**What needs to be done:** List every organization or institution that the statement on torture in Sri Lanka names with a proper name.

**Quoted passage:**

Today as we mark the International Day in Support of Victims of Torture, we the
undersigned express grave concern about the increasing use of torture in Sri Lanka.
During the last year, we witnessed the COVID-19 pandemic cause unimaginable challenges to Sri Lankans. In this context of deep instability and uncertainty, Sri Lankan citizens have been made to feel more insecure through the increasing use of violence by the police.
SLCAT recognizes at least 30 reported incidents of torture, 22 and 5 custodial and extra judicial deaths between the period April 2020 to April 2021. The support required for victims and their families is greater during these challenging times and the lack of special focus on victims and potential victims by government authorities has been a grave failure.
Torture is a systemic problem, as illustrated by numerous Supreme Court decisions as well as reports of the Human Rights Commission of Sri Lanka, and it requires strong commitment on the part of the government to eradicate; commitment which successive governments have failed to illustrate through meaningful action.

**Records:**
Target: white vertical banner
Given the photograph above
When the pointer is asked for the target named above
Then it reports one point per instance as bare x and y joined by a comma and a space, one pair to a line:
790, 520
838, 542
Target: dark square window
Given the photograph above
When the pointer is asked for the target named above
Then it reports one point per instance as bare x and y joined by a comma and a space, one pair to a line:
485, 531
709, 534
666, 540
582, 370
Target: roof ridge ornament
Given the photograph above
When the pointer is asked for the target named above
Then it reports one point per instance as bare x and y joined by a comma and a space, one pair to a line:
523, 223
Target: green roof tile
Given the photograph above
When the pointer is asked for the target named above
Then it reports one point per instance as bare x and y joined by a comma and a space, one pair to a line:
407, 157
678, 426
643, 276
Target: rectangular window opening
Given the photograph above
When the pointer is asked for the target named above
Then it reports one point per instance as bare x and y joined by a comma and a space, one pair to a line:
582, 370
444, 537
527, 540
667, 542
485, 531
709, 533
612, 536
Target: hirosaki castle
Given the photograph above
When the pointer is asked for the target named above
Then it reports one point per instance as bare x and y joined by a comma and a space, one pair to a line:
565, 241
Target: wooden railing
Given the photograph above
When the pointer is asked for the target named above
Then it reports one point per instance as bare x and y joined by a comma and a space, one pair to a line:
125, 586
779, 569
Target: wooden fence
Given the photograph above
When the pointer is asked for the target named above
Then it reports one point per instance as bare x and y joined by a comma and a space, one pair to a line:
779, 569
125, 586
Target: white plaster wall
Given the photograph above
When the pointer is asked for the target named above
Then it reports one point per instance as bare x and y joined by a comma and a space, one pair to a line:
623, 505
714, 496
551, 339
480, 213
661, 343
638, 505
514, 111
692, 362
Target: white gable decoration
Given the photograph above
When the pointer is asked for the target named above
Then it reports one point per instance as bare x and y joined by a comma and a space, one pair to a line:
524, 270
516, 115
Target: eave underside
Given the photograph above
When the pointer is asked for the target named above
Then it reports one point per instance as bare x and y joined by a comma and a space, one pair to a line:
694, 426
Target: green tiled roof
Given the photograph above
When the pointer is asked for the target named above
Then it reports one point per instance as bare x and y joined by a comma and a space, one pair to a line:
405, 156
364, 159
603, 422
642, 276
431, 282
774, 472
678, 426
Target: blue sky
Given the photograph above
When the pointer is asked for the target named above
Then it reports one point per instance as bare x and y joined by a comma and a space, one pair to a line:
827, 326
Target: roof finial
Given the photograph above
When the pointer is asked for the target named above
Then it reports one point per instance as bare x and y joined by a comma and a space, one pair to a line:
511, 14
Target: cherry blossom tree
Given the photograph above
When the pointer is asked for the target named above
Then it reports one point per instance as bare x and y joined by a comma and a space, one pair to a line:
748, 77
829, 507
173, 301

**Response area:** SLCAT, the Supreme Court, and the Human Rights Commission of Sri Lanka.